PROVIDED MATERIAL:
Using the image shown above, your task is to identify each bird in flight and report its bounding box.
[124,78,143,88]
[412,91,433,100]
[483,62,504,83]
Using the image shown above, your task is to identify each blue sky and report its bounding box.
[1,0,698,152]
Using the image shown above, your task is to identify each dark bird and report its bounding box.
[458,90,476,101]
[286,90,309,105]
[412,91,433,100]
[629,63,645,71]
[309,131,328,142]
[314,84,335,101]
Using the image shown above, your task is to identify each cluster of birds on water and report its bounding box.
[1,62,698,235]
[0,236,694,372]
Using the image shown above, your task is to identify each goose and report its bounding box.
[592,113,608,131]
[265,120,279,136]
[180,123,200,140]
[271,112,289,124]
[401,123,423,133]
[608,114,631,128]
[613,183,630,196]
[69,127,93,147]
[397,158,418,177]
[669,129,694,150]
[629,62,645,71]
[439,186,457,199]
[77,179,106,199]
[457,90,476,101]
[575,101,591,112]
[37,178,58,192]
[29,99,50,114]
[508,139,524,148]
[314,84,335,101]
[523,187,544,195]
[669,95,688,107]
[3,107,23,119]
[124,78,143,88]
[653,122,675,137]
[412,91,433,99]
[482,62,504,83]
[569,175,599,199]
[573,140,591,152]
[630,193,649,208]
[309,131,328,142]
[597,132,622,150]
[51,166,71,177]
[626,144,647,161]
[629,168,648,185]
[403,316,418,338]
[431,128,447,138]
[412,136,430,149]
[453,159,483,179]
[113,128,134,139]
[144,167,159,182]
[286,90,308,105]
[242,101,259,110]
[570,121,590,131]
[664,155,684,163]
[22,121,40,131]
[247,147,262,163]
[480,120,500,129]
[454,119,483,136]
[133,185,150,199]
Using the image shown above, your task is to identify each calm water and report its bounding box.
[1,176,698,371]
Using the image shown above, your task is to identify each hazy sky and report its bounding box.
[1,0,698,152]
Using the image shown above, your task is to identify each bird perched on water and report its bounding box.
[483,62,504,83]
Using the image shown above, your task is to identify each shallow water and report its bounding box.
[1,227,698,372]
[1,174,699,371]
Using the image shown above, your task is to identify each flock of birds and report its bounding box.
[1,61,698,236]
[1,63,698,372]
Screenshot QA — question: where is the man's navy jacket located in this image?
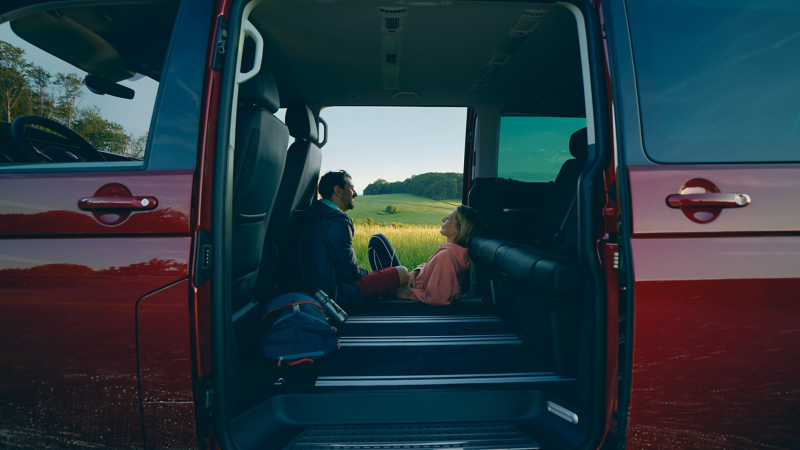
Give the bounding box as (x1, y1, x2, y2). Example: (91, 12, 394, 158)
(298, 200, 368, 310)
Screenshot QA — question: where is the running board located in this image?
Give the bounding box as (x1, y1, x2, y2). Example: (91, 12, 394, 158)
(284, 422, 540, 449)
(379, 297, 483, 304)
(315, 372, 566, 387)
(339, 334, 522, 346)
(346, 315, 501, 324)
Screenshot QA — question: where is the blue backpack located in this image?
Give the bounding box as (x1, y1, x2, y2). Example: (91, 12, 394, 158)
(259, 292, 340, 366)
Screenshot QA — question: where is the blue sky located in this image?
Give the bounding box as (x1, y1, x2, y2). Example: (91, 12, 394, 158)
(278, 107, 467, 193)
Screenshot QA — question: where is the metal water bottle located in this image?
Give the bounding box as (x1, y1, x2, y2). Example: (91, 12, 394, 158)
(313, 290, 348, 325)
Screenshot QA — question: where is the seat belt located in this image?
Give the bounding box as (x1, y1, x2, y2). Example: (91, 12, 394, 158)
(554, 193, 577, 248)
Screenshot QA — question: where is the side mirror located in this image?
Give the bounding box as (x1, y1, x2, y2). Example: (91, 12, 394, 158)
(83, 74, 135, 100)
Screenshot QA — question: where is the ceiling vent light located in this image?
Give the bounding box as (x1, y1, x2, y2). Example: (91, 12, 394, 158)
(379, 8, 408, 90)
(511, 10, 549, 35)
(390, 91, 421, 100)
(469, 9, 550, 89)
(488, 52, 512, 65)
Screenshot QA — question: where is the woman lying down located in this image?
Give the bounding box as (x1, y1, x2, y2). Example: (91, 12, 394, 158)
(369, 205, 486, 305)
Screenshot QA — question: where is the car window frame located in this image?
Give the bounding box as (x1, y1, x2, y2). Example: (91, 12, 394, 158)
(0, 0, 213, 174)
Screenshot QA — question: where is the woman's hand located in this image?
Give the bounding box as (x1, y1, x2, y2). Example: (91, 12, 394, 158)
(407, 270, 417, 289)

DIRECTIONS FOR THIS TASK: All of the records above should be returned exactly, though the pictures should not.

EXERCISE RESULT:
Using the image shown above, your task is to identify each bird in flight and report its bounding box.
[124,78,143,88]
[412,91,433,100]
[483,62,504,83]
Using the image shown above, your task is to identify each blue sky and report its bounding box.
[1,0,698,152]
Using the image shown above, your task is to identify each dark bird and report its bounding box.
[458,90,476,101]
[286,90,309,105]
[412,91,433,100]
[629,63,645,71]
[309,131,328,142]
[314,84,335,101]
Using the image shown above, your task is to identify each cluster of birds on water and report its bounding box.
[1,62,698,235]
[0,236,694,372]
Using the image shown above, your task is to identify each goose and report its bounding box.
[592,113,608,131]
[265,120,279,136]
[180,123,200,140]
[271,112,289,124]
[401,123,423,133]
[608,114,631,128]
[613,183,630,196]
[69,127,93,147]
[397,158,418,177]
[669,129,694,150]
[629,62,645,71]
[439,186,457,199]
[77,179,106,199]
[457,90,476,101]
[575,101,591,112]
[37,178,58,192]
[29,99,50,114]
[508,139,524,148]
[314,84,335,101]
[523,187,544,195]
[669,95,688,107]
[3,107,23,119]
[124,78,143,88]
[653,122,675,137]
[412,91,433,99]
[482,62,504,83]
[569,175,599,199]
[573,140,591,152]
[630,193,649,208]
[309,131,328,142]
[597,132,622,150]
[51,166,71,177]
[626,144,647,161]
[629,168,648,185]
[403,316,418,338]
[431,128,447,138]
[412,136,430,149]
[453,159,483,179]
[113,128,134,139]
[144,167,159,182]
[286,90,308,105]
[242,101,259,110]
[570,121,590,131]
[664,155,684,163]
[22,121,40,131]
[247,147,262,163]
[480,120,500,129]
[454,119,483,136]
[133,185,150,199]
Using the image shown above, your task is to identify each calm water and report its bounding box.
[1,176,698,371]
Using the image shown above, your task is to identify each hazy sky and report its bounding box.
[1,0,698,152]
Using the image shown above, your task is to identify each bird perched on water and report its bounding box.
[483,62,504,83]
Using the image shown above, your task is to identify each shallow water and report its bounding box.
[1,227,698,372]
[1,174,699,371]
Using the image shown above, your task is to identify each flock of birds and report its bounding box.
[1,61,698,236]
[1,63,698,372]
Screenshot QA — question: where is the man's navy jacket located in this image?
Give the bounding box as (x1, y1, x2, y2). Example: (91, 12, 394, 158)
(298, 200, 368, 310)
Screenshot QA — question: where is the running board located in this image?
Give the bounding box as (x1, y1, x2, y2). Example: (91, 12, 394, 158)
(284, 422, 540, 449)
(379, 297, 483, 304)
(315, 372, 566, 387)
(339, 334, 522, 346)
(346, 315, 501, 324)
Screenshot QA — question: where is the blue backpack located in this image?
Give the bounding box as (x1, y1, x2, y2). Example: (91, 12, 394, 158)
(259, 292, 340, 366)
Screenshot QA — question: where is the blue sky located in this image?
Give the bounding box as (x1, y1, x2, y2). Example: (91, 12, 394, 158)
(278, 107, 467, 193)
Screenshot QA — question: where is the metal water bottle located in this image?
Give the bounding box as (x1, y1, x2, y2). Example: (91, 12, 394, 158)
(313, 290, 348, 325)
Screenshot QA — question: where is the seat belt located in this image?
Give the bounding box as (x1, y1, x2, y2). Example: (91, 12, 394, 158)
(554, 193, 577, 248)
Screenshot QA — question: where is the side mirror located in this image?
Give the bounding box as (x1, y1, x2, y2). Example: (91, 12, 394, 158)
(83, 74, 135, 100)
Screenshot QA — question: where is the ceiling vent light located in this image?
Give the bounding box as (x1, y1, x2, y2). Example: (91, 12, 394, 158)
(379, 8, 408, 90)
(511, 10, 549, 35)
(390, 91, 421, 100)
(469, 9, 550, 89)
(488, 52, 512, 65)
Screenshot QA — question: where is the woman lying down located in this image?
Give the bounding box as (x1, y1, x2, y2). Example: (91, 12, 394, 158)
(369, 205, 486, 305)
Screenshot QA — question: where is the car window frame located in this image?
Give the bounding box as (x1, y1, x2, y2). Example: (91, 12, 394, 158)
(0, 0, 213, 174)
Screenshot QA — question: where is the woman's hand located in this image?
Give the bounding box as (x1, y1, x2, y2). Example: (91, 12, 394, 158)
(407, 270, 417, 289)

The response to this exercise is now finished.